(Tarefa a):
Transcreva sem nenhuma alteração as linhas da listagem, desde o início até a linha que contém "x=386 y=481", inclusive.
───── Trecho para leitura ─────
O economista Eduardo Giannetti da Fonseca, um dos mais brilhantes pensadores brasileiros da atualidade, faz uma observação extremamente oportuna, e sobre a qual não vi ninguém falar antes: a Copa do Mundo, a cada quatro anos, coincide com o calendário eleitoral brasileiro de escolha do presidente da República. Isso tira o foco do debate político, tão essencial ao amadurecimento da democracia e politização do eleitor. Gasta-se energia discutindo futebol num momento em que deveríamos estar avaliando o Brasil, nossas vidas, o futuro e nosso destino.
O futebol, goste-se ou não dele (eu gosto muito), é alienante. Acima das chuteiras e dos estádios monumentais, existe algo mais importante a se discutir, que é nossa unidade pacífica como federação. Isso tem que envolver o amplo debate político, que em última análise será nosso acordo social: como organizaremos o Estado e como dividiremos a renda, não pela utopia igualitária, mas pelo menos reduzindo as disparidades absurdas que causam a miséria e o conflito. Esse acordo, proposto pelos candidatos, acontece no debate eleitoral e se cristaliza no voto, prevalecendo a vontade da maioria. Se depois o acordo será cumprido é outro debate. Geralmente não é, ou só acontece parcialmente. Mas a democracia, ainda que capenga, funciona assim.
───── Registros de dados ─────
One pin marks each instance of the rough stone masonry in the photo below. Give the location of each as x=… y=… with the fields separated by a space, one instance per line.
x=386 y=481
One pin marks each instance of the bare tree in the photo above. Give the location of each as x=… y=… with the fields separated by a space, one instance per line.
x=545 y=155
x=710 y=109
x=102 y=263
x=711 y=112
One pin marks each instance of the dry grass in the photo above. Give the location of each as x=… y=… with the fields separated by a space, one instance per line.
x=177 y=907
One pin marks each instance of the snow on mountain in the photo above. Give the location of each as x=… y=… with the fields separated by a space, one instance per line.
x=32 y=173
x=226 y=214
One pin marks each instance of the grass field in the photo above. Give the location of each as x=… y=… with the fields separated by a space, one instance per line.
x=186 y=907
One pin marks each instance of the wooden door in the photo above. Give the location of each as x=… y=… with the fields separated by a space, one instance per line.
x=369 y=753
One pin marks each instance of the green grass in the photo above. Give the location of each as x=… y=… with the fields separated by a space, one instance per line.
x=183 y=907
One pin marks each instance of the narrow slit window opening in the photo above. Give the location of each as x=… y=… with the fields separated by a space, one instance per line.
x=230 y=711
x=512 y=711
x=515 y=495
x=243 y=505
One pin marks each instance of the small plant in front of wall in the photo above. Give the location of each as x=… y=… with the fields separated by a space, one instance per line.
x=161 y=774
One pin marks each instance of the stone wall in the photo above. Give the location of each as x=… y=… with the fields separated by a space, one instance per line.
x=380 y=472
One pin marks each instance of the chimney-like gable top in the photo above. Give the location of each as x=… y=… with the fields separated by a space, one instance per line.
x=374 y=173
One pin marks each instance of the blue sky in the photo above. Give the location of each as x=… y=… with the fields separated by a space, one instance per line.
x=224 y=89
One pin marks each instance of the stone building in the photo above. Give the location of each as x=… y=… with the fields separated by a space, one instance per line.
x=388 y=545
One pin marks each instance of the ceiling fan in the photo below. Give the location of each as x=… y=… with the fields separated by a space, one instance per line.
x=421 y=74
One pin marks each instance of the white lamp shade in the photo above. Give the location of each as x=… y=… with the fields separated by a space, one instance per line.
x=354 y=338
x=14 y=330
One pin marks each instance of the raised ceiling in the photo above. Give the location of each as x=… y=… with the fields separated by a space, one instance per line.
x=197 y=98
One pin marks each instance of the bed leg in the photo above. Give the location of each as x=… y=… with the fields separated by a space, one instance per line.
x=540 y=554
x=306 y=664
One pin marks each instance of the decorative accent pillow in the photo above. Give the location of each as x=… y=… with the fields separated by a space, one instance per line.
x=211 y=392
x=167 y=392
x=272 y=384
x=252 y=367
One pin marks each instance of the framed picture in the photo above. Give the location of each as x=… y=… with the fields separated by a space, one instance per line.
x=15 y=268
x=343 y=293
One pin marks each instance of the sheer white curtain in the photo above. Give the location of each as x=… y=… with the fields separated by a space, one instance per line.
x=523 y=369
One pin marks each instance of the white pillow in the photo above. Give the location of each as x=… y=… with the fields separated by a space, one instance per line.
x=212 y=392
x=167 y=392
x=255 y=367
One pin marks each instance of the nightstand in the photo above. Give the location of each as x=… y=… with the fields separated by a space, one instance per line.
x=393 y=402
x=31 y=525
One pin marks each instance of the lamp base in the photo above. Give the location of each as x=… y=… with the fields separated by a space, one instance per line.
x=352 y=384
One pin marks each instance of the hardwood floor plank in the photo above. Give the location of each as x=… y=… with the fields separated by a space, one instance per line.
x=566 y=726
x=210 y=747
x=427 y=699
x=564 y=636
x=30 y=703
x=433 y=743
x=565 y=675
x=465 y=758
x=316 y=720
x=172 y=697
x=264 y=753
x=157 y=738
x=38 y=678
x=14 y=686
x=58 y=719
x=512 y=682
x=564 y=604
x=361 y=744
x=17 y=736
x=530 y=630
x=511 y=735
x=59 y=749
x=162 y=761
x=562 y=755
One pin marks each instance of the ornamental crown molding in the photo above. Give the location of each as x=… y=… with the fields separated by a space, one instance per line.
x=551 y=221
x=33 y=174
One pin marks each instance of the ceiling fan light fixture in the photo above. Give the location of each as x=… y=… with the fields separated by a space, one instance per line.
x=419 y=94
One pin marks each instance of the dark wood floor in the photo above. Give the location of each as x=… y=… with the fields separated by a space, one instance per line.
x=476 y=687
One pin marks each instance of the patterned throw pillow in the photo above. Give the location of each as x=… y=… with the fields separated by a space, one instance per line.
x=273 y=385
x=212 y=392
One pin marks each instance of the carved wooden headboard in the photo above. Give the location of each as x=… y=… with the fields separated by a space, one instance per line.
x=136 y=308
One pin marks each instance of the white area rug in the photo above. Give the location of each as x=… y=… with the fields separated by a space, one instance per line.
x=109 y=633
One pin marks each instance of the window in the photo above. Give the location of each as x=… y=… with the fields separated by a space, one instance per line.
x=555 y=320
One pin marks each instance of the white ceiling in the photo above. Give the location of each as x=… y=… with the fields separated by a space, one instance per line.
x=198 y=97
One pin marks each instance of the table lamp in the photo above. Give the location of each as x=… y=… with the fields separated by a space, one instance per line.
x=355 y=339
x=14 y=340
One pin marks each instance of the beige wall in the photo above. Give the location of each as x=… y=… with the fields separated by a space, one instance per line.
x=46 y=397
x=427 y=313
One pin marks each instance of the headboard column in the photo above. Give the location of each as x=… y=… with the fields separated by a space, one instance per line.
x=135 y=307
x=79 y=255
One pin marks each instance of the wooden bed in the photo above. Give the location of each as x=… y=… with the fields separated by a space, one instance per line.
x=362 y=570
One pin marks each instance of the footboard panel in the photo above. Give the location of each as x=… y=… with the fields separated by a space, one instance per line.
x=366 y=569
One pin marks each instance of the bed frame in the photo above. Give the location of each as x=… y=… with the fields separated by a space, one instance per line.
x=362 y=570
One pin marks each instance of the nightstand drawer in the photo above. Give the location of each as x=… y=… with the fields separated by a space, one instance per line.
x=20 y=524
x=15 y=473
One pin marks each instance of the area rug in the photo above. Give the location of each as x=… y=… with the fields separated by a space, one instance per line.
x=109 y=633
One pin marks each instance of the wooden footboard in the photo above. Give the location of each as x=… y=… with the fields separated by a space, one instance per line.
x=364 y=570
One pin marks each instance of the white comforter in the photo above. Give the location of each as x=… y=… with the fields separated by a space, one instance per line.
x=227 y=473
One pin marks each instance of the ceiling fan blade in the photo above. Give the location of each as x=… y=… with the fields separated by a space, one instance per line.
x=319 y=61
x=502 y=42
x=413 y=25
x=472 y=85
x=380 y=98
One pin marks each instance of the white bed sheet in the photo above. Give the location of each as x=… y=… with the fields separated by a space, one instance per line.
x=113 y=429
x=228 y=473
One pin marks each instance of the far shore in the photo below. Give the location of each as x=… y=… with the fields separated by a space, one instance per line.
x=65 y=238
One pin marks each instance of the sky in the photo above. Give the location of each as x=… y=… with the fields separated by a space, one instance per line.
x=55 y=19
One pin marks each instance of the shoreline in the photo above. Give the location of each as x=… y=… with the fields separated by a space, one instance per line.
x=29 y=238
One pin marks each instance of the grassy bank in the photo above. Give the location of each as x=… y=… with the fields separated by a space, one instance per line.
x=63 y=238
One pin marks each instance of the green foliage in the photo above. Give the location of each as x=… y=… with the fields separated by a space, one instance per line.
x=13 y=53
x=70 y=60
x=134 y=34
─────
(Tarefa b):
No trecho sobre a Copa e as eleições, com que calendário a Copa do Mundo coincide a cada quatro anos?

(Resposta esperada a):
One pin marks each instance of the rough stone masonry in the photo below. Give the location of each as x=… y=… with the fields separated by a space, one instance per line.
x=386 y=481

(Resposta esperada b):
Com o calendário eleitoral brasileiro de escolha do presidente da República.